[Given task]
Your task is to print all of the data word for word.

[Supplied material]

□ □ □ □

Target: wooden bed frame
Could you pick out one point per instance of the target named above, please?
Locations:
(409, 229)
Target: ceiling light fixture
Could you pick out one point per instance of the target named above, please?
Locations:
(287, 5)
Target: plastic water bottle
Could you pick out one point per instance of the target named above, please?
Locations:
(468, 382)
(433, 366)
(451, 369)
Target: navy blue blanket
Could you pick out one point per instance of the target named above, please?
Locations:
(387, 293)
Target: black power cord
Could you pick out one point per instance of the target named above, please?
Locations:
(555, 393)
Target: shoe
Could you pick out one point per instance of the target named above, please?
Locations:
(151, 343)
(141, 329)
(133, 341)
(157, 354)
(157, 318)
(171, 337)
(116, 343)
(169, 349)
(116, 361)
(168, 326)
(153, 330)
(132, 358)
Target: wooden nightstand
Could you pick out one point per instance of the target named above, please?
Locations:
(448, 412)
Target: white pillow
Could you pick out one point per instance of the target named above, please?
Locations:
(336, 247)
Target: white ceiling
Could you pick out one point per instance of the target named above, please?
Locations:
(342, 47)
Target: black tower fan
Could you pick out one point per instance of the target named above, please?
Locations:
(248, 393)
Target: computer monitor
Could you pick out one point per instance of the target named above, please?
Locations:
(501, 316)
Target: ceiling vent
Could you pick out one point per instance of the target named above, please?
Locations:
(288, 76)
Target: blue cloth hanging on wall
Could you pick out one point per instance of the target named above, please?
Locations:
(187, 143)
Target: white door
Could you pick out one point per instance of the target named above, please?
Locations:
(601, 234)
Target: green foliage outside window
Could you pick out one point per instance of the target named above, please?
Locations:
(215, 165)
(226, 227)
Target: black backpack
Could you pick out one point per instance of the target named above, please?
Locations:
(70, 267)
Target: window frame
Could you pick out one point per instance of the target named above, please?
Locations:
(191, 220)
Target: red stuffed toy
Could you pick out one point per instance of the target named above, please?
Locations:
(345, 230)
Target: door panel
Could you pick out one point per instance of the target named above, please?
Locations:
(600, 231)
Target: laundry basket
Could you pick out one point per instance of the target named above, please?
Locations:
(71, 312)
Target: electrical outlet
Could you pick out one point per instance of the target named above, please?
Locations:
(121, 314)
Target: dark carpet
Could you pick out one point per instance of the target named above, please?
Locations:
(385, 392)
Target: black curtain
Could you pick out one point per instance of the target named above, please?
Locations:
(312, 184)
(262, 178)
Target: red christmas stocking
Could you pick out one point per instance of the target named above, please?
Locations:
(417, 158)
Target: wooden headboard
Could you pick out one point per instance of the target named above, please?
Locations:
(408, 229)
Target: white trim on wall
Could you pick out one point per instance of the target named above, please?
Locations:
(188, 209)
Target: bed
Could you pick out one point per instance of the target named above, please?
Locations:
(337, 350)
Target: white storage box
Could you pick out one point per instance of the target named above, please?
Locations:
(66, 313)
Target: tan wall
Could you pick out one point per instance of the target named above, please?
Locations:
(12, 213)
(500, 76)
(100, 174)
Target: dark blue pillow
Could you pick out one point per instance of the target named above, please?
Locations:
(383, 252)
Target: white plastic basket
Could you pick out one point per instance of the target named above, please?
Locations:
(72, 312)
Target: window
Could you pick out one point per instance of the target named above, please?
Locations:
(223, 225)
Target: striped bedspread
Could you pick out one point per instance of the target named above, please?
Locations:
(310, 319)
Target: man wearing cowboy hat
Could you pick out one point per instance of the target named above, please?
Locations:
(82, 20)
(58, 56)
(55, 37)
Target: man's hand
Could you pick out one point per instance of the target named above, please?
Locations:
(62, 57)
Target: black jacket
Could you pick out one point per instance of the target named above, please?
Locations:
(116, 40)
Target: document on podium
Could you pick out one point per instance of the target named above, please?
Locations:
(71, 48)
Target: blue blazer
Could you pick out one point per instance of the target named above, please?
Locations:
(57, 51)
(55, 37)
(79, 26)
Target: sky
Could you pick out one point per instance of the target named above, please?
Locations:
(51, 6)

□ □ □ □

[Result of this exercise]
Target: wooden bed frame
Could you pick out one point per instance of the target named above, please?
Locations:
(409, 229)
Target: ceiling light fixture
Could you pick out one point per instance of the target named above, please?
Locations:
(287, 5)
Target: plastic water bottle
Could you pick out one point per instance of the target named above, please?
Locations:
(468, 382)
(433, 366)
(451, 369)
Target: navy blue blanket
Could you pick out one point per instance of the target named above, please?
Locations:
(387, 293)
Target: black power cord
Could you pick out one point per instance of the target named above, please?
Locations:
(555, 393)
Target: shoe
Could you pick out one point per instance of the target named above, please?
Locations:
(151, 343)
(141, 329)
(133, 341)
(157, 354)
(157, 318)
(171, 337)
(116, 343)
(169, 349)
(116, 361)
(168, 326)
(153, 330)
(132, 358)
Target: wooden nightstand
Could you pick out one point per instance of the target named above, please?
Locations:
(448, 412)
Target: white pillow
Could you pick out one point per instance of the target named above, please?
Locations:
(336, 247)
Target: white ceiling
Could you pick out one point per instance of the target named above, please?
Locations:
(342, 47)
Target: black tower fan
Could you pick out one point per instance of the target named above, please?
Locations:
(248, 393)
Target: computer monitor
Could you pick out one point per instance of the target named above, please?
Locations:
(501, 316)
Target: ceiling vent
Could you pick out one point per instance of the target named above, please?
Locations:
(288, 76)
Target: blue cloth hanging on wall
Could you pick out one point per instance of the target named above, please?
Locations:
(187, 143)
Target: white door
Could you pick out one point per instance of the target named above, please?
Locations:
(601, 234)
Target: green foliage outside window
Could you pick out one point per instance of the target named above, please?
Locations:
(215, 165)
(226, 227)
Target: black backpack
Could you pick out one point per instance of the target named above, please?
Locations:
(70, 267)
Target: window frame
Could you pick out one point per instance of the target named above, please?
Locations:
(191, 220)
Target: red stuffed toy
Could you pick out one point per instance of the target named above, please?
Locations:
(345, 230)
Target: door panel
Could you pick out one point per instance of the target named above, please?
Locations:
(600, 231)
Target: laundry basket
Could you pick out one point per instance of the target named above, please?
Locations:
(71, 312)
Target: electrical outlet
Could you pick out one point per instance of the target named above, please?
Locations:
(121, 314)
Target: dark carpet
Could you pick out one point per instance of the target named above, please?
Locations:
(385, 392)
Target: black curtain
Could you pick out one point per instance of the target named above, please?
Locations:
(312, 184)
(262, 178)
Target: red christmas stocking
Could you pick out one point per instance of the target named above, please?
Locations:
(417, 158)
Target: wooden headboard
Could you pick out one point per instance of the target named above, please?
Locations:
(408, 229)
Target: white trim on wall
Could you pick out one point per instance of the target named above, please?
Locations:
(188, 209)
Target: bed
Could you pick out one point per instance of the target named above, please?
Locations:
(337, 350)
Target: white storage box
Could you pick out one point per instance of the target named above, please?
Locations:
(66, 313)
Target: tan wall
Could you pick out one point per instance of the target named above, please?
Locations:
(12, 213)
(500, 76)
(100, 174)
Target: dark blue pillow
Could you pick out one point per instance of the target named above, please?
Locations:
(383, 252)
Target: white plastic basket
Could you pick out one point per instance of the target named above, please?
Locations:
(72, 312)
Target: window
Could you pick out one point per instance of the target named above, please?
Locations:
(223, 225)
Target: striped bedspread
Could you pick out one point per instance of the target named above, please?
Locations:
(310, 319)
Target: man wearing cowboy hat
Could you pick out one point per instance of the target named above, please?
Locations:
(82, 20)
(58, 56)
(55, 37)
Target: man's hand
Could you pick out one point per instance of the target named above, please?
Locations:
(62, 57)
Target: black jacket
Could you pick out one point per instance of the target named above, please?
Locations:
(116, 40)
Target: document on podium
Could you pick out one point per instance of the target named above, please?
Locations:
(71, 48)
Target: blue blazer
Could you pick out one point per instance of the target named above, please?
Locations:
(57, 51)
(55, 37)
(79, 26)
Target: sky
Could you pick out one point per instance of the target named above, please?
Locations:
(51, 6)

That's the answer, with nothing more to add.